> **Task to complete**: Reproduce the entire text on low-bit quantization-aware training with k-means quantization word for word.

> **Extract provided**:
---+---

1-Bit Wonder: Improving QAT Performance in the Low-Bit Regime through K-Means Quantization

TL;DR

This paper empirically studies low-bit quantization-aware training for large language models, demonstrating that 1-bit k-means quantization outperforms integer formats and yields optimal downstream performance within fixed memory budgets.

Contribution

It introduces a comprehensive empirical analysis of QAT in the low-bit regime, highlighting the effectiveness of k-means based 1-bit quantization for LLMs.

Findings

k-means based weight quantization outperforms integer formats

1-bit quantization achieves best downstream performance under fixed memory

efficient implementation on standard hardware

Abstract

Quantization-aware training (QAT) is an effective method to drastically reduce the memory footprint of LLMs while keeping performance degradation at an acceptable level. However, the optimal choice of quantization format and bit-width presents a challenge in practice. The full design space of quantization is not fully explored in the context of QAT, and the precise trade-off between quantization and downstream performance is poorly understood, as comparisons often rely solely on perplexity-based evaluations. In this work, we address these shortcomings with an empirical study of QAT in the low-bit regime. We show that k-means based weight quantization outperforms integer formats and can be implemented efficiently on standard hardware. Furthermore, we find that, under a fixed inference memory budget, the best performance on generative downstream tasks is achieved with $1$-bit quantized weights.

---+---

> **Data supplied**:
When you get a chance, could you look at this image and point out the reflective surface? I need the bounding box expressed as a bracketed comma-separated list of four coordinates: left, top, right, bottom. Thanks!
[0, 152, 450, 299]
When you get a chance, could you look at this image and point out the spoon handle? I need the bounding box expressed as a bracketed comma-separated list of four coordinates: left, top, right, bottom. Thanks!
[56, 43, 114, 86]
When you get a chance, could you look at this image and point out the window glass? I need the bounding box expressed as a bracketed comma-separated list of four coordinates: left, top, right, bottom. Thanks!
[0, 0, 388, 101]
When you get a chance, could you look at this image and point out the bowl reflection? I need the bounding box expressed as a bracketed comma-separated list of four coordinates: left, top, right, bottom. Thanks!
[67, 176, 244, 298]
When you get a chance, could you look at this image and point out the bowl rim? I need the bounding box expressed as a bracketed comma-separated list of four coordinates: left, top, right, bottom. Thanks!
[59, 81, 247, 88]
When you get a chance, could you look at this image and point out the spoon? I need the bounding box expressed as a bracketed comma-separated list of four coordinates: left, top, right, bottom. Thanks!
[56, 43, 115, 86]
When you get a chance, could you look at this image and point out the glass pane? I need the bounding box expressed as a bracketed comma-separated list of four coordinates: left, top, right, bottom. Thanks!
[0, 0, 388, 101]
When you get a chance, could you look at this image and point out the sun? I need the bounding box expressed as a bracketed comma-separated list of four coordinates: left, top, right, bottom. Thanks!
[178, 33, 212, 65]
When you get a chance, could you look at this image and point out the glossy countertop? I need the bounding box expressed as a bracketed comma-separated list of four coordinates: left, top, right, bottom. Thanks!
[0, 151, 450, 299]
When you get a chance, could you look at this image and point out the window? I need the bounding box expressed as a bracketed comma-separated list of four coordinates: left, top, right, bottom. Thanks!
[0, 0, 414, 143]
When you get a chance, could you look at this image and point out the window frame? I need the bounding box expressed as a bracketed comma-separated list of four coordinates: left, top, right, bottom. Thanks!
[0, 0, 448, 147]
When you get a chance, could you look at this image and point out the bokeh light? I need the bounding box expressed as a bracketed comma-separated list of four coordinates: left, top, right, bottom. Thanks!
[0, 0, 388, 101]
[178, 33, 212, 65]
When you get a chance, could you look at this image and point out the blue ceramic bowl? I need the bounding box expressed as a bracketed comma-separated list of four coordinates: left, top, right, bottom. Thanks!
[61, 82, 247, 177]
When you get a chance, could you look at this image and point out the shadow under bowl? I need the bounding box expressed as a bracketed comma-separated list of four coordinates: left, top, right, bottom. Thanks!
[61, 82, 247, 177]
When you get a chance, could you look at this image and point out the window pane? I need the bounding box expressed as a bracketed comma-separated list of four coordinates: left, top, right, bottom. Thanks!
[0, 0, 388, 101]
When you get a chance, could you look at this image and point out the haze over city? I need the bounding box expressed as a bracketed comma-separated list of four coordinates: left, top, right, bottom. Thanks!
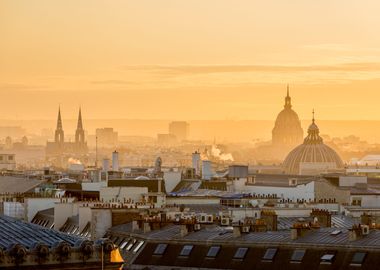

---+---

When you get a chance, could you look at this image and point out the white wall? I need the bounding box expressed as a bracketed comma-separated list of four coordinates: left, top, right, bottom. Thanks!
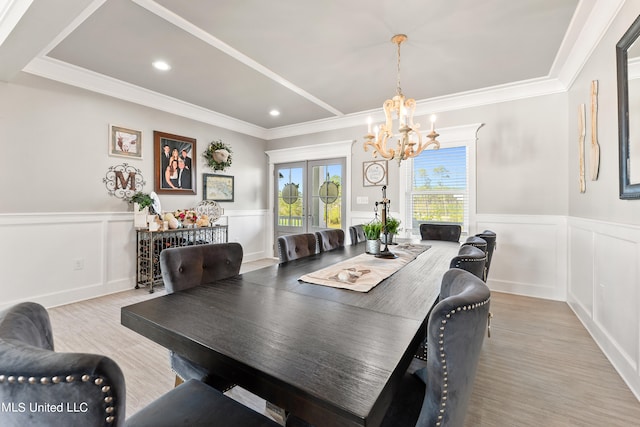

---+---

> **Solution to this task**:
1-Bit Wonder: Improving QAT Performance in the Low-Bit Regime through K-Means Quantization

TL;DR

This paper empirically studies low-bit quantization-aware training for large language models, demonstrating that 1-bit k-means quantization outperforms integer formats and yields optimal downstream performance within fixed memory budgets.

Contribution

It introduces a comprehensive empirical analysis of QAT in the low-bit regime, highlighting the effectiveness of k-means based 1-bit quantization for LLMs.

Findings

k-means based weight quantization outperforms integer formats

1-bit quantization achieves best downstream performance under fixed memory

efficient implementation on standard hardware

Abstract

Quantization-aware training (QAT) is an effective method to drastically reduce the memory footprint of LLMs while keeping performance degradation at an acceptable level. However, the optimal choice of quantization format and bit-width presents a challenge in practice. The full design space of quantization is not fully explored in the context of QAT, and the precise trade-off between quantization and downstream performance is poorly understood, as comparisons often rely solely on perplexity-based evaluations. In this work, we address these shortcomings with an empirical study of QAT in the low-bit regime. We show that k-means based weight quantization outperforms integer formats and can be implemented efficiently on standard hardware. Furthermore, we find that, under a fixed inference memory budget, the best performance on generative downstream tasks is achieved with $1$-bit quantized weights.